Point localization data
┌──

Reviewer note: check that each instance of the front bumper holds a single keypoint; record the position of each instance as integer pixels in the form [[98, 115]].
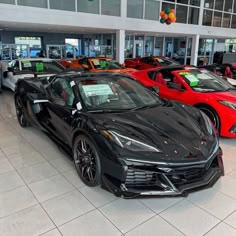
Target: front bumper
[[141, 179]]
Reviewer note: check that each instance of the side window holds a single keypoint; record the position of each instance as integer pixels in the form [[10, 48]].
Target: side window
[[86, 62], [61, 89], [152, 75], [143, 60], [150, 61], [15, 65]]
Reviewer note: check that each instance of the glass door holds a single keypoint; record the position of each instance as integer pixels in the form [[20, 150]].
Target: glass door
[[138, 48], [169, 47]]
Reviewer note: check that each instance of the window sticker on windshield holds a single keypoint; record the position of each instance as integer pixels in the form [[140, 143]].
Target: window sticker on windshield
[[193, 80], [26, 64], [39, 66], [97, 90], [103, 64], [184, 73], [159, 60], [96, 62]]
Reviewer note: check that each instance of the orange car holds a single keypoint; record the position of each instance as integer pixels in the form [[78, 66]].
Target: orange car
[[95, 64]]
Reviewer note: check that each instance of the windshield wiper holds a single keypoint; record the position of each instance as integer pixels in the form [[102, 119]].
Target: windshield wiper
[[145, 106], [109, 110]]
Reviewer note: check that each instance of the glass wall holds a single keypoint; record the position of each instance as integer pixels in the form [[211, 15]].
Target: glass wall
[[151, 9], [33, 3], [219, 13], [88, 6], [206, 51], [158, 48], [68, 5], [110, 7], [7, 1], [135, 9], [187, 11]]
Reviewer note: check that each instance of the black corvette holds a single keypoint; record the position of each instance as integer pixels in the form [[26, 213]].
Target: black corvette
[[121, 135]]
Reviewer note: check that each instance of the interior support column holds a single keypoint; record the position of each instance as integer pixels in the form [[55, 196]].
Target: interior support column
[[120, 46], [194, 51]]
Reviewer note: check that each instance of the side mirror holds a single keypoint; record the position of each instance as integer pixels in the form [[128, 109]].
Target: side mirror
[[174, 86], [5, 73], [10, 69], [85, 66], [59, 101], [155, 89]]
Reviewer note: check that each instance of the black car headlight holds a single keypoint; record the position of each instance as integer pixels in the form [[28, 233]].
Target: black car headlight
[[129, 143], [229, 104], [209, 125]]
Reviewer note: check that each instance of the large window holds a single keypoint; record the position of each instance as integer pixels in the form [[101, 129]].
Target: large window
[[228, 6], [7, 1], [110, 7], [88, 6], [194, 2], [33, 3], [193, 15], [207, 17], [135, 8], [226, 20], [68, 5], [181, 13], [233, 22], [217, 19], [152, 7], [209, 4], [219, 5]]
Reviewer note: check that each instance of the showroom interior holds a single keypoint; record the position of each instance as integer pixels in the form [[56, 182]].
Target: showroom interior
[[41, 193]]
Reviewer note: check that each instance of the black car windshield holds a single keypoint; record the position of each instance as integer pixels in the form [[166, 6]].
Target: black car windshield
[[205, 81], [105, 64], [166, 61], [115, 93], [44, 66]]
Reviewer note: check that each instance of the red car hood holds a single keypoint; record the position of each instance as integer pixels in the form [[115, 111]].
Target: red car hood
[[229, 95]]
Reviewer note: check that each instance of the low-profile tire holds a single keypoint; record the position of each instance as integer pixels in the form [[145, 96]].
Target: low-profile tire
[[212, 114], [87, 161], [21, 117]]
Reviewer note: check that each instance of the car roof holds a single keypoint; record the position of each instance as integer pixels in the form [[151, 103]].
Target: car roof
[[82, 75], [36, 59], [174, 67]]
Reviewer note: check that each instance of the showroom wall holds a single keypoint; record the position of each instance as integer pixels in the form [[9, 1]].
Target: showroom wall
[[8, 37]]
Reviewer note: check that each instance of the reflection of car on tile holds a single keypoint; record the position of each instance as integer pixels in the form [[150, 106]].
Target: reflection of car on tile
[[121, 135], [28, 67], [200, 88], [96, 64]]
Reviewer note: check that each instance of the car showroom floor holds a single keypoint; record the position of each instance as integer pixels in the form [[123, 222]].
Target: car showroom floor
[[40, 194]]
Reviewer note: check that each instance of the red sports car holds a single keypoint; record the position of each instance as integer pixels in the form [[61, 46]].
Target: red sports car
[[149, 62], [200, 88]]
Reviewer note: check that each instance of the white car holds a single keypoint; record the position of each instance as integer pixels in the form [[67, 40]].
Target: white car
[[28, 68]]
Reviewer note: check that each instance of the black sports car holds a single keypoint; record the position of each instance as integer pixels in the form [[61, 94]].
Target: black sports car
[[121, 135]]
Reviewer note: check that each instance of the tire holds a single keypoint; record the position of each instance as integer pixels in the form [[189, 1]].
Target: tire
[[21, 117], [212, 114], [87, 161]]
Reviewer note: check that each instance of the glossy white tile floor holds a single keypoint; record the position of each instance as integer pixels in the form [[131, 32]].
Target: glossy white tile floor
[[40, 194]]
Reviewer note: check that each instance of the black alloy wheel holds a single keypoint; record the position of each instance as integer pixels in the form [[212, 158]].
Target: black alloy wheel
[[213, 116], [20, 112], [87, 161]]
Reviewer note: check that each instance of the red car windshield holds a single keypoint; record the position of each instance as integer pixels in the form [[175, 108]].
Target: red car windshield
[[104, 64], [205, 81], [166, 61]]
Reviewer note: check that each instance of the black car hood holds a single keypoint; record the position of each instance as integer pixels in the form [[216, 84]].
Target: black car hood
[[178, 130]]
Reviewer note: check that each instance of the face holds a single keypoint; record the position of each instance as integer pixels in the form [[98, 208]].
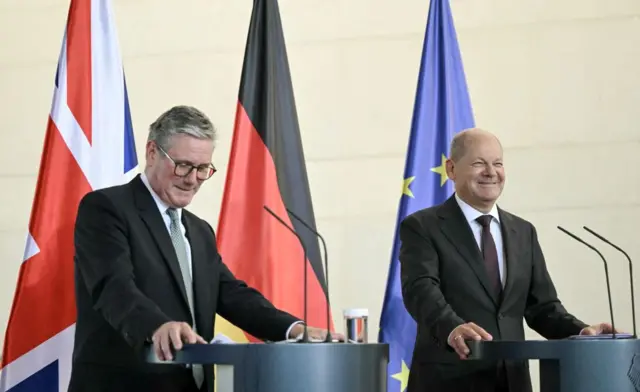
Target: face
[[479, 175], [175, 190]]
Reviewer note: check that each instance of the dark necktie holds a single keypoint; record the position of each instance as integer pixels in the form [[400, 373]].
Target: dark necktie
[[490, 253]]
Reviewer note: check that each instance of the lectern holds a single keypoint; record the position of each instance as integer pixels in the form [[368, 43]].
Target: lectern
[[289, 367], [573, 365]]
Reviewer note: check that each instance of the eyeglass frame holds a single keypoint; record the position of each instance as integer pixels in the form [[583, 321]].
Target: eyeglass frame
[[212, 168]]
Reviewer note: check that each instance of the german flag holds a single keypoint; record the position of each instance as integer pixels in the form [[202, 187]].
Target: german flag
[[267, 168]]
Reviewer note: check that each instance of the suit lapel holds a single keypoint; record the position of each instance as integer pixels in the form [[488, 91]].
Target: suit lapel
[[151, 216], [201, 277], [457, 230], [509, 241]]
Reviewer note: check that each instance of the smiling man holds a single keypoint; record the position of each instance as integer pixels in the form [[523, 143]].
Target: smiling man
[[471, 270], [148, 272]]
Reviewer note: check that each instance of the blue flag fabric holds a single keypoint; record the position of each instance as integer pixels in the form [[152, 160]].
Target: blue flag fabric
[[442, 108]]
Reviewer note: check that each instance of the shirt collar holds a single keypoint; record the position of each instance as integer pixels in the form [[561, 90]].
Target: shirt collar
[[471, 213], [162, 206]]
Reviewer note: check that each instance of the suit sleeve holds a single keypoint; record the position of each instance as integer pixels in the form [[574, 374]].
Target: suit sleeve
[[421, 282], [103, 261], [248, 309], [545, 313]]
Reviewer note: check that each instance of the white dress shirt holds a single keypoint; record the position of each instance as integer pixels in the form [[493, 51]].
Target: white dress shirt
[[472, 214]]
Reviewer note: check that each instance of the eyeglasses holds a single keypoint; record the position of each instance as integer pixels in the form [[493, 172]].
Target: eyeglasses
[[183, 169]]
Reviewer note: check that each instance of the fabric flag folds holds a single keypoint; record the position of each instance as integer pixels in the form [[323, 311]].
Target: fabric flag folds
[[88, 145], [267, 168], [442, 108]]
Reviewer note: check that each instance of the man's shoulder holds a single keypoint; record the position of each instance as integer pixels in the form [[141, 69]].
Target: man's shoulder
[[431, 213], [514, 219]]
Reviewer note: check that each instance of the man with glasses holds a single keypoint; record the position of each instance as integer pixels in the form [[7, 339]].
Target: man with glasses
[[148, 271]]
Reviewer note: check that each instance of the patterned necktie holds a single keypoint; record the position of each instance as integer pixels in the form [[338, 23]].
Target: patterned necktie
[[181, 252], [490, 253]]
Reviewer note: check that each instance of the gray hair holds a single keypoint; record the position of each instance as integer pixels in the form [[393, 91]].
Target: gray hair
[[181, 120]]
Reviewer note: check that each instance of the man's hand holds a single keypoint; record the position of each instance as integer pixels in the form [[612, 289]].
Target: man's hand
[[314, 333], [598, 329], [173, 334], [468, 331]]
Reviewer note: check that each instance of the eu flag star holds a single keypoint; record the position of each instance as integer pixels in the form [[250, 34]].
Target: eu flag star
[[403, 377], [405, 186], [442, 170]]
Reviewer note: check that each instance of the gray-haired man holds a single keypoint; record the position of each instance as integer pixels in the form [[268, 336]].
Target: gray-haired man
[[148, 271]]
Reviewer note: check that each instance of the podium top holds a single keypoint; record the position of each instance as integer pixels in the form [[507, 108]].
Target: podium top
[[551, 349], [237, 353]]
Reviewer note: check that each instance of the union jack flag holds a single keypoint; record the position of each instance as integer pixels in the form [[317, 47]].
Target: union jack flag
[[89, 144]]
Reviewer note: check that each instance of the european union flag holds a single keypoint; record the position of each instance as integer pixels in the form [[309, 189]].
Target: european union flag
[[442, 108]]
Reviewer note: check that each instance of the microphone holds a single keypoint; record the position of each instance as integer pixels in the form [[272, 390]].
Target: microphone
[[328, 339], [633, 302], [606, 273], [305, 335]]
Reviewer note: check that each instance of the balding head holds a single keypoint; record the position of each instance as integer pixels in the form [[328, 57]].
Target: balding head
[[463, 140], [475, 166]]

└──

REQUIRED WORK:
Retype exactly, and only, the lines above from the one where "Target: showroom interior" occurs up to and including the one where "Reviewer note: check that each instance of the low-profile" occurs.

ANSWER BOX:
Target: showroom interior
[[41, 193]]
Reviewer note: check that each instance of the black car windshield holds a single keypoint; record the position of each instance as integer pixels in the form [[166, 6]].
Target: black car windshield
[[205, 81], [105, 64], [166, 61], [115, 93], [44, 66]]
Reviewer note: check that each instance of the red car hood holds a single keypoint; record the position of each instance as integer pixels in the form [[115, 111]].
Target: red car hood
[[229, 95]]
Reviewer note: check that each instance of the low-profile tire holds a single keypoint; record the position of each instance as integer pixels in the form [[145, 96]].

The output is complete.